**About this exercise**
Read through the entries below and copy each line where "thread" turns up.

Natural-language object grounding data:
+++
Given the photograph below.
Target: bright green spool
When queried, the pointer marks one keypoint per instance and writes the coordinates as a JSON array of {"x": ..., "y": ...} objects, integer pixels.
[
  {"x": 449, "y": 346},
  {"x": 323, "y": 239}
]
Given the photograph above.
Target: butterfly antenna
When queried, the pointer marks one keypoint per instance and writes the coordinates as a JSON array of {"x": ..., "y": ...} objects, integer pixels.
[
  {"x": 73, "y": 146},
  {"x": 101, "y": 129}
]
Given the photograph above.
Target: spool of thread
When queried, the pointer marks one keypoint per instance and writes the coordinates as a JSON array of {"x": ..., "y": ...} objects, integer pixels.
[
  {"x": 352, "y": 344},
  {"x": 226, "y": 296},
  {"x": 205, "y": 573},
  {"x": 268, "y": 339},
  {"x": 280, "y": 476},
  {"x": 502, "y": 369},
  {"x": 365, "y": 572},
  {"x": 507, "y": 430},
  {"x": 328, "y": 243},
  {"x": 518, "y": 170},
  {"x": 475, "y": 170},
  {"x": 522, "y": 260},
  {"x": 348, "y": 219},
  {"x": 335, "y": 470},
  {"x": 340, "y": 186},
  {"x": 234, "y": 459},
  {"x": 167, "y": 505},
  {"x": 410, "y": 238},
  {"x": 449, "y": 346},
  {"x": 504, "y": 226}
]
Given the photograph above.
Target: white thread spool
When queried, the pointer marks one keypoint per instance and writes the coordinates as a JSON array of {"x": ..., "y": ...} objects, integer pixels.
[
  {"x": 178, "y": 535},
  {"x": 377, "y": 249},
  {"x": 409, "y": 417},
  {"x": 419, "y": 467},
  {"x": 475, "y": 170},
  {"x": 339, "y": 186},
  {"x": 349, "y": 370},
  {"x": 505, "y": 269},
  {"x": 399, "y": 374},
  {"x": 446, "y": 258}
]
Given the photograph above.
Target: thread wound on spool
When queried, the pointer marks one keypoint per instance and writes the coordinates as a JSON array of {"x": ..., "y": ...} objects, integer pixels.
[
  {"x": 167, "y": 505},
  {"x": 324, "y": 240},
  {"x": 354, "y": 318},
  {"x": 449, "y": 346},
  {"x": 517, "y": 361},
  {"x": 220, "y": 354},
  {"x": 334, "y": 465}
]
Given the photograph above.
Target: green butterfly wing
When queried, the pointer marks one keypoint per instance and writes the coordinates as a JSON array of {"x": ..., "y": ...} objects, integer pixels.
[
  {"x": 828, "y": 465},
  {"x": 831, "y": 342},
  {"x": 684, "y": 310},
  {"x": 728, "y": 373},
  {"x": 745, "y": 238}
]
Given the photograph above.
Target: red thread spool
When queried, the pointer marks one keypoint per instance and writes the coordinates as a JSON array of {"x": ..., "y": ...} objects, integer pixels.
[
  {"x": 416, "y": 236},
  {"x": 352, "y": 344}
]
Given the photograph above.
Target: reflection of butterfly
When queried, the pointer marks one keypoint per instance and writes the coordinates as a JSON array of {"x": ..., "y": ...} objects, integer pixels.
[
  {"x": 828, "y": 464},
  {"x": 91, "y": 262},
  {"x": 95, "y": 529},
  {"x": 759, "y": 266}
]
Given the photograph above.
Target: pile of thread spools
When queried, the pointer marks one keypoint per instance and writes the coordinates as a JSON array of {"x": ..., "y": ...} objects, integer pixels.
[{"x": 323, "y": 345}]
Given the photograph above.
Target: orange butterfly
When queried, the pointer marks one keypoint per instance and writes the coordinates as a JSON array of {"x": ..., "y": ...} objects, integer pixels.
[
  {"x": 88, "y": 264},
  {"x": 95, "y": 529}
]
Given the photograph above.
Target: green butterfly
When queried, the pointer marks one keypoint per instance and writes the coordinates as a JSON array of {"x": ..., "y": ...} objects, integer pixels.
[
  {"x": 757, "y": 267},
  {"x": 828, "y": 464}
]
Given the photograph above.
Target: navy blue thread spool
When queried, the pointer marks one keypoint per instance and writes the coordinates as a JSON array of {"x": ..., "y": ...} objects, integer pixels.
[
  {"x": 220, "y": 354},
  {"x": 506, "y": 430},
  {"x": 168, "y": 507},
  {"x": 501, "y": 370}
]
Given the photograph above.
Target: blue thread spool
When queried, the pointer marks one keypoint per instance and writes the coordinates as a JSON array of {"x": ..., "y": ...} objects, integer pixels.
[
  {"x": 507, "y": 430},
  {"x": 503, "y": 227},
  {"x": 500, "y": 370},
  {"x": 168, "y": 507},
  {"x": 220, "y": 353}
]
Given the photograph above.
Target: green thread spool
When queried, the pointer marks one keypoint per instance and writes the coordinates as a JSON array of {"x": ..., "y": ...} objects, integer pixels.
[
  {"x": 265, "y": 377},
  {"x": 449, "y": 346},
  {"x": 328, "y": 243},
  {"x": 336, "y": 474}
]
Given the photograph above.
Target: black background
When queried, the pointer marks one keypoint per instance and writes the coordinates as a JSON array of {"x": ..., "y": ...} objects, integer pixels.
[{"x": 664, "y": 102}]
+++
**Solved problem**
Target: spool of thread
Target: white thread spool
Target: thread wound on spool
Target: red thread spool
Target: pile of thread spools
Target: navy blue thread spool
Target: blue thread spool
Target: green thread spool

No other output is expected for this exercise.